TSR is not a space for anyone to diagnose PTSD on in the few short lines you have typed. If you are genuinely worried seek professional medical advice.
If you have been half frightened to death your brain isn't going to let you forget it in a hurry. You will go over and over it again for many weeks, even months. If you have never experienced anything like this in a lifetime your brain will be very upset as the fear takes your brain's recording of 'fear', 'threat' to a whole new level. It will scale 11/10 on the frightening events scale. Gradually over time when you have carried on enough without anyone else attacking you your brain will let you relax again. So this is a very normal reaction to a frightening event.
Do not blame yourself - there are unfortunately some random people out there who need no winding up to find a face to fit their pent up anger. Blaming yourself is also an indication that you have been traumatised. It's ok to think like that, but only for a moment. In any life event where something nasty happens, you should review the event to see if you could have done something differently or better, in order to keep yourself safe. That is aim of survival. Those who have enough IQ to do this and then do something different next time to prevent and stay alive are the ones who survive. Review your own actions honestly but the behaviour (sand potential assault) by a random stranger is not your fault. What are the chances of this repeating? (choose your socialising area & your friends carefully) The behaviour that is threatening here is their behaviour, not yours. They are the ones who need to blame themselves but won't because their own internal brain is a damaged hardwire.
Re-evaluating the 'what ifs' in life is a normal way of processing the upset you experienced. Turn it on its head and ask yourself how many nights out and years you have been living without any similar events happening? Not all human beings are mad dogs. That is the context. Wrong place wrong time - an unfortunate random event but you survived to live to tell the tale.
If you need more info look at the NHS advice on PTSD - 'watching wait' approach.

Natural-language object grounding data:
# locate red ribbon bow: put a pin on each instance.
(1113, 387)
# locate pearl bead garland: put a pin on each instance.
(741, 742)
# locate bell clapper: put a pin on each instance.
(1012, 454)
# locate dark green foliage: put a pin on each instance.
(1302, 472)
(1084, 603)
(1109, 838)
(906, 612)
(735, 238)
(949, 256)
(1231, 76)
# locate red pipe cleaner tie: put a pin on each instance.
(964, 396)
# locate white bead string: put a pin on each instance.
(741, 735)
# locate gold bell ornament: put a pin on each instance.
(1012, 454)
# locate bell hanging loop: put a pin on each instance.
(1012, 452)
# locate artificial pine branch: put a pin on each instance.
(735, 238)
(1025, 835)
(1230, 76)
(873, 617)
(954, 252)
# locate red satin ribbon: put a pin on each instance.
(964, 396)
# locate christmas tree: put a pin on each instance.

### TASK TO CARRY OUT:
Which approach in the NHS advice on PTSD does the reply about frightening events point readers to? Work from the reply about frightening events alone; the items play no part.

### RESULT:
The 'watching wait' approach.